== Task goal ==
Rewrite every entry below with each instance of "photograph" replaced by "image" and all other text left unchanged. Omit the pictures from your answer.

____

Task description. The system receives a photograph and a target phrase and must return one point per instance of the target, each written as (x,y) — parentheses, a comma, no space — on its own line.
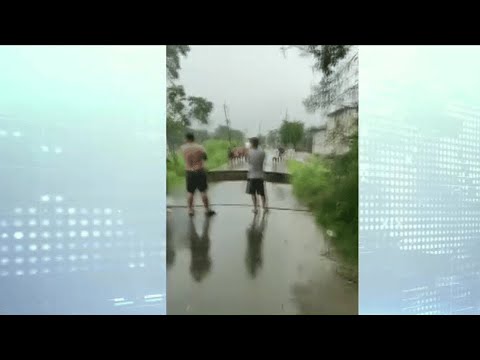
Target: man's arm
(204,155)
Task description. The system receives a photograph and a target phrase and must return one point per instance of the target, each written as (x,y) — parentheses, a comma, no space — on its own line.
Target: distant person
(255,177)
(196,177)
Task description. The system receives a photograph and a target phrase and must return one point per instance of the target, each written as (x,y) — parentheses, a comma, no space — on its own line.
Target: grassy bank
(329,187)
(217,151)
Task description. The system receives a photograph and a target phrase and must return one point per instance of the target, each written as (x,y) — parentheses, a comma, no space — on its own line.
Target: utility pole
(227,120)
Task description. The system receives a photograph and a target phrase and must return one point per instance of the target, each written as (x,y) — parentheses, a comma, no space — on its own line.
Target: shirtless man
(195,156)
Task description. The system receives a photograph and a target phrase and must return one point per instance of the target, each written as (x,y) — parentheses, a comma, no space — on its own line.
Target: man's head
(254,141)
(189,137)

____

== The output ==
Task description. The system receives a image and a target phrase and must return one point per instance of the target, each written as (x,y) — parentheses, a comma, no space — on its own line.
Target: man's arm
(204,155)
Task description. The system receives a image and a target phrase and must return one point per instance of the target, each written as (x,y) — parentheses, a comma, no space — on its own line.
Target: distant person
(255,177)
(196,177)
Task description. The system receives a image and a target phrase and must return one point per instance of the target, each written as (x,y) — parentheses, a comma, no space — on its own line.
Target: grassy bank
(329,187)
(217,151)
Task description. The system receives a image and a target phrase and must return one point per instance of the target, each written as (x,y) — parentheses, a comma, no space — on its own line.
Target: utility pole
(227,120)
Task description. The system receives a image and a target phrase and must return one point per instance of the target, each written as (x,y) — parentheses, a comma, no space — on its own line.
Target: shirtless man
(195,156)
Task description. The system receives a image and a target phrase and must return one point per instance of the target, each written as (x,y) — parentheses, a comma, no space — on its own line.
Target: man's head
(254,141)
(189,137)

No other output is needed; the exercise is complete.